Entries from a pointing dataset:
* * * *

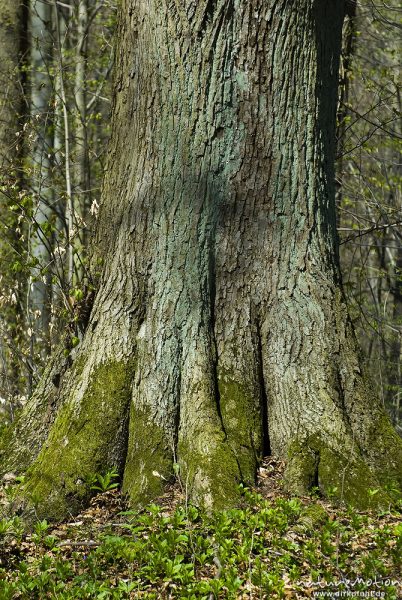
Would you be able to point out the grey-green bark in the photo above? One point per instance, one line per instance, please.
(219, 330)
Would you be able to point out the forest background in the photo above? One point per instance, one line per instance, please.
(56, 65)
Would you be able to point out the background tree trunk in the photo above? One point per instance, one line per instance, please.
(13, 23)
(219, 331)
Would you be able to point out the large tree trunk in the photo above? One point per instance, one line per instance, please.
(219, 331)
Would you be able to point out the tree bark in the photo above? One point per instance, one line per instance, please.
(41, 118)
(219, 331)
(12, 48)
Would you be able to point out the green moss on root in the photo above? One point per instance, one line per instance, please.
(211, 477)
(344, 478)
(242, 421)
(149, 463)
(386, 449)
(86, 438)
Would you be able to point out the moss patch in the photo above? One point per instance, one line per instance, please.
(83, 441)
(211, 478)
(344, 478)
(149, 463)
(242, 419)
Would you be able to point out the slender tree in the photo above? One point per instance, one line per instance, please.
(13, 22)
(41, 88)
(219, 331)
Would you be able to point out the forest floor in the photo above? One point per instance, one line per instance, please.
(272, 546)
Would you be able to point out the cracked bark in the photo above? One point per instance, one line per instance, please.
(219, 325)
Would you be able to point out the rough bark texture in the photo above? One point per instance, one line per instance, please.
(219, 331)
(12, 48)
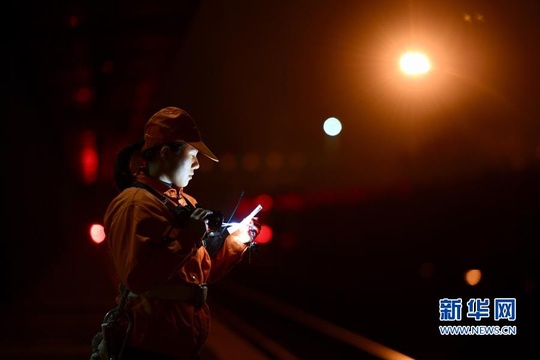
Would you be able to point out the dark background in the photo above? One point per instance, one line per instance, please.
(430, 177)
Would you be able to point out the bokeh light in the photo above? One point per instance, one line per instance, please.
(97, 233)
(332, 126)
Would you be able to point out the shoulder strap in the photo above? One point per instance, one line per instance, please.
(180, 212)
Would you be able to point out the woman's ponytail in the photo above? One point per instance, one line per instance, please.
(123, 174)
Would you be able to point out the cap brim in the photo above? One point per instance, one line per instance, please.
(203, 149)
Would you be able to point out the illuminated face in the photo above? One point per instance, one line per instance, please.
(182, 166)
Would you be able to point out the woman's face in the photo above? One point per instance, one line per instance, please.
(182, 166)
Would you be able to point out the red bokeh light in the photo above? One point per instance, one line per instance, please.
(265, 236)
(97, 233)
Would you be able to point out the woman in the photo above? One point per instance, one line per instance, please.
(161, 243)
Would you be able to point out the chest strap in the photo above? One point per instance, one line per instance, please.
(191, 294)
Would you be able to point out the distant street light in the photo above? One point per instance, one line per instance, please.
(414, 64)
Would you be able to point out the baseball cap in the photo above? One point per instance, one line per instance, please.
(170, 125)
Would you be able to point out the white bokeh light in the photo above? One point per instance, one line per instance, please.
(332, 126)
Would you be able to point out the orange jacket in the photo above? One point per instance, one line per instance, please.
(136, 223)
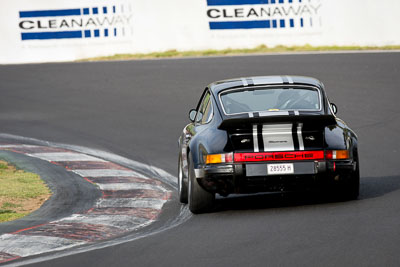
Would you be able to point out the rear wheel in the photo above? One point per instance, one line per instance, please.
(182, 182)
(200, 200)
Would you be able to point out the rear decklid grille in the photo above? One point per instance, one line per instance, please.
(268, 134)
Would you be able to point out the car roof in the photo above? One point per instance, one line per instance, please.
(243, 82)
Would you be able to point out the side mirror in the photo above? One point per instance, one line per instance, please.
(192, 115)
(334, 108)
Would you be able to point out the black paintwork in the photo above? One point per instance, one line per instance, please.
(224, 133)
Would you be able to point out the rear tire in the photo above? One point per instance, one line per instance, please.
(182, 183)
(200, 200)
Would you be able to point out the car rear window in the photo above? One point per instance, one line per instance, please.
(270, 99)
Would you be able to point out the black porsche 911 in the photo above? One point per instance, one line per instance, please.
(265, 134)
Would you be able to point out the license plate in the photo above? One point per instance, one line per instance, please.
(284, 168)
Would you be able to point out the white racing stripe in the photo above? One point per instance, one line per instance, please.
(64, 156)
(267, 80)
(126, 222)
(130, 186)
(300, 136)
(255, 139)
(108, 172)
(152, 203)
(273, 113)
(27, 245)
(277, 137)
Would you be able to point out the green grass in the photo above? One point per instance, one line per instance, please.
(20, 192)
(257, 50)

* * * *

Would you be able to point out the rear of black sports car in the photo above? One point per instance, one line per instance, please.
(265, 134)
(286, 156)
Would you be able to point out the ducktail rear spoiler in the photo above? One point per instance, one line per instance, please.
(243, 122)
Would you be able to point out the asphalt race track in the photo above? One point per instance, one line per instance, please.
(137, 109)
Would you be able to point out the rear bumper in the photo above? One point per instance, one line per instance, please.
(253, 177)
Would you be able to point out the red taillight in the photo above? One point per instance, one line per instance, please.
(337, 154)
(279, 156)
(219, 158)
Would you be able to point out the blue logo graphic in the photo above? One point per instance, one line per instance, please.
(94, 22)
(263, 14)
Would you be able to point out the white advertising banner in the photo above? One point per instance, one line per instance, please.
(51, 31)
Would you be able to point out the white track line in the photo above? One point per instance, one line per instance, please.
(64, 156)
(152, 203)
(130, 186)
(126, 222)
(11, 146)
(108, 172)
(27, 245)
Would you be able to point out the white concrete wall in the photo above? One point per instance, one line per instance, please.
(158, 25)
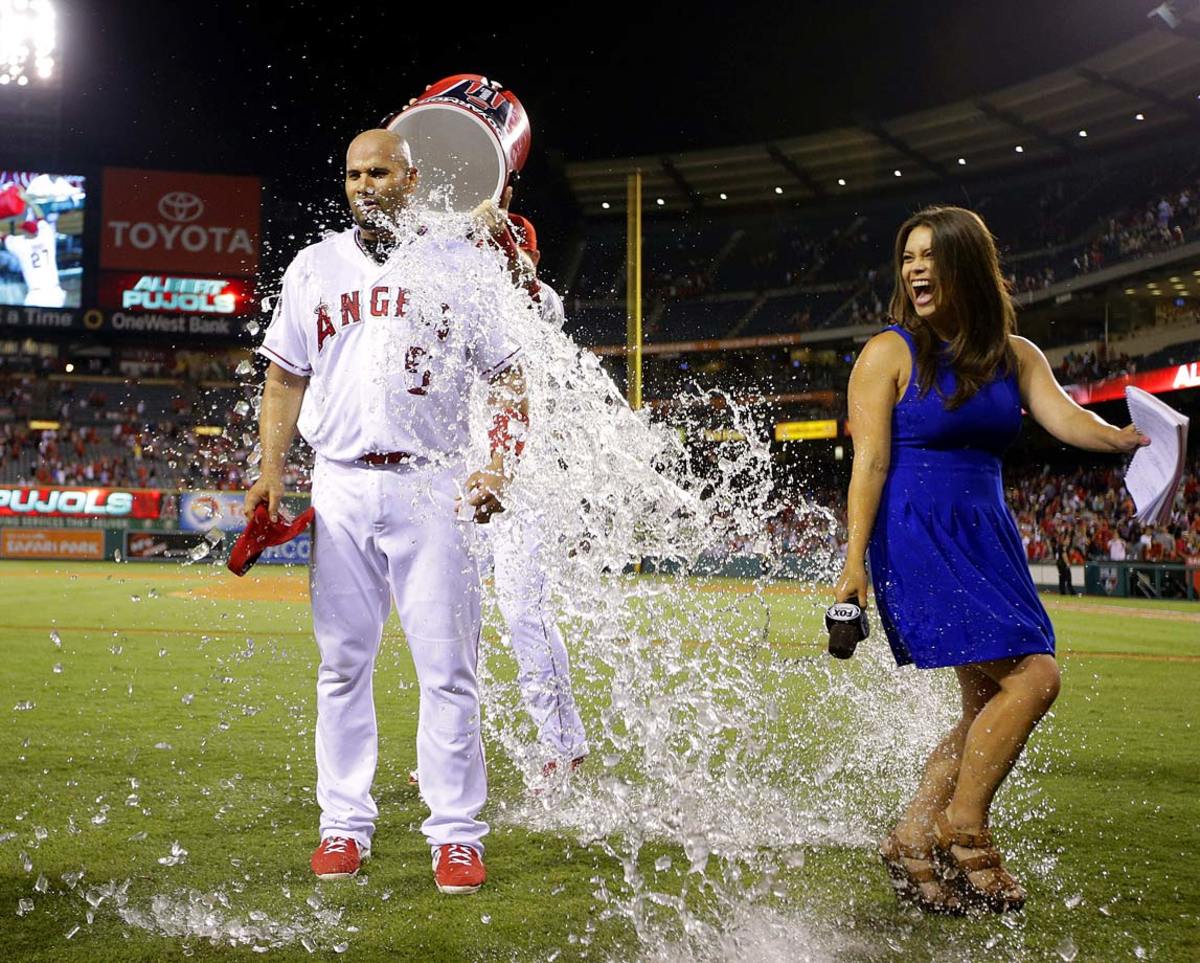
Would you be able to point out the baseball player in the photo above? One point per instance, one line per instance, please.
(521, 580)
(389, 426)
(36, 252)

* * * *

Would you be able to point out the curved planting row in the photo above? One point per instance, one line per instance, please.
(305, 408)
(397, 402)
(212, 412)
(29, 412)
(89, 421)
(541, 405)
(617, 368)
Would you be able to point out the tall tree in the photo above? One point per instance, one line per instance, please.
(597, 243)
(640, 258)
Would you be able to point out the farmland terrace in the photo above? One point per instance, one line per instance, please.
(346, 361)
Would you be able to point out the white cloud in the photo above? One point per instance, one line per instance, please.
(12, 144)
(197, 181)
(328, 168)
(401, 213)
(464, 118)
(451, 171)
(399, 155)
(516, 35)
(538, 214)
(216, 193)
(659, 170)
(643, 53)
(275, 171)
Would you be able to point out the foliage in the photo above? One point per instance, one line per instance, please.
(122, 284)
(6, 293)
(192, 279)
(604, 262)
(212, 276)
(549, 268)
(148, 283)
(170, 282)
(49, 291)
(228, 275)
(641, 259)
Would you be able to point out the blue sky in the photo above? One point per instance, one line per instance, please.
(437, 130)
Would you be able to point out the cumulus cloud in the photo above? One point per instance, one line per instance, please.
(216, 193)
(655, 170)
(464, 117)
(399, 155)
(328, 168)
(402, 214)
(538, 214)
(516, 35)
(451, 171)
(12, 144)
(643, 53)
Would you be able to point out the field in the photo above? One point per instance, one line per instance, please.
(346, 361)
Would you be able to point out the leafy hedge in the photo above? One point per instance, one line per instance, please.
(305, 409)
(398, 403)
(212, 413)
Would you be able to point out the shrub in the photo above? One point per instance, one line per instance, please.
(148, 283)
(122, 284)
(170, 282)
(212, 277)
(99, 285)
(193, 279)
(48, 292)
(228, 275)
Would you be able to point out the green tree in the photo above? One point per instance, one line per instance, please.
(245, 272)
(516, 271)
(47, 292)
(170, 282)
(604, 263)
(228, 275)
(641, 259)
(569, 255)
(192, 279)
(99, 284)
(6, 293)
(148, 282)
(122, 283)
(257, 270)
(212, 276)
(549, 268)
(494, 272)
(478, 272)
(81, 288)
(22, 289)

* * * *

Your objective:
Show every line from the records above that contains the word "track".

Solution:
Would you be able to point out the asphalt race track in the photo above? One point per instance, one line per instance, please.
Would you be able to point out the white track line in the photo above? One point per instance, one line per instance, please.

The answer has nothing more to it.